--- Begin The data ---
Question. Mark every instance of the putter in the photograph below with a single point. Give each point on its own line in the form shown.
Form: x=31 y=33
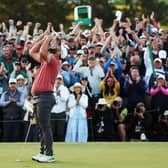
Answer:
x=23 y=146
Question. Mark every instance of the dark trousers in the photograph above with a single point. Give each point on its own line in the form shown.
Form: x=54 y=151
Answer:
x=43 y=104
x=58 y=126
x=12 y=131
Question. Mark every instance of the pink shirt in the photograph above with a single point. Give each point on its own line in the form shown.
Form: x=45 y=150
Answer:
x=46 y=75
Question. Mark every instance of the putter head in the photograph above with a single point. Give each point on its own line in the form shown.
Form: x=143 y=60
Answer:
x=18 y=160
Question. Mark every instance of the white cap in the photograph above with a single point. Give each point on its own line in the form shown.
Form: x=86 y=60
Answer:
x=80 y=52
x=12 y=80
x=101 y=101
x=59 y=76
x=77 y=84
x=162 y=54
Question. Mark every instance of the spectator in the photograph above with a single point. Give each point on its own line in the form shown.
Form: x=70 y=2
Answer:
x=59 y=110
x=159 y=94
x=119 y=114
x=93 y=72
x=7 y=59
x=103 y=122
x=109 y=87
x=134 y=88
x=12 y=102
x=142 y=125
x=77 y=129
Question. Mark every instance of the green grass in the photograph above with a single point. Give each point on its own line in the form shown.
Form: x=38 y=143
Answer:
x=89 y=155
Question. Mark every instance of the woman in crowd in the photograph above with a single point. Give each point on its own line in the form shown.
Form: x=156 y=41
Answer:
x=119 y=114
x=77 y=129
x=109 y=87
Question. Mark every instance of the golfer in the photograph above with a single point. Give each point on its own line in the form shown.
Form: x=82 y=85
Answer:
x=42 y=90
--- End The data ---
Task goal – Can you transcribe every one of the records above word for word, leaving out the picture?

Result of this exercise –
Question. Mark every instance of the putter in the photograph below with a single point. Give each point on its own line in the form shown.
Form: x=31 y=33
Answer:
x=23 y=146
Question. Mark every instance of the dark trousers in the photograph above with a single point. Give each point on its own line in the form shown.
Form: x=54 y=151
Answer:
x=43 y=104
x=58 y=126
x=12 y=131
Question. Mark every instance of the pink shirt in the photograph above with a single point. Give each point on its own line in the form shown.
Form: x=45 y=150
Answer:
x=46 y=75
Question. Mark every instance of the putter head in the photograph above with a single point. Give each point on its own line in the form shown.
Form: x=143 y=60
Answer:
x=18 y=160
Question. Mark every instance of the white cap in the photograph above with a single point. Give each point on its own line in the form shown.
Form: x=86 y=60
Answer:
x=80 y=52
x=12 y=80
x=101 y=101
x=59 y=76
x=77 y=84
x=162 y=54
Question. Mark every instance of the spectator in the photograph above with a single point. Give each point on its own line in the form shown.
Form: x=70 y=2
Answer:
x=59 y=110
x=159 y=94
x=119 y=114
x=93 y=72
x=7 y=59
x=103 y=122
x=109 y=87
x=134 y=88
x=12 y=102
x=142 y=125
x=77 y=129
Question. Mark every instance of the green grass in the photograph above with a single point. Give each point on its own line in the form shown.
Form: x=38 y=143
Answer:
x=89 y=155
Question. Mark every instance of the woman in crowd in the photograph above with a single point. Give each point on its own line in the form shown.
Form: x=156 y=41
Answer:
x=119 y=114
x=77 y=129
x=109 y=87
Question. Mark every instance of the golfer in the photograph above with a single point. Give each point on its own line in the form shown.
Form: x=82 y=85
Answer:
x=42 y=90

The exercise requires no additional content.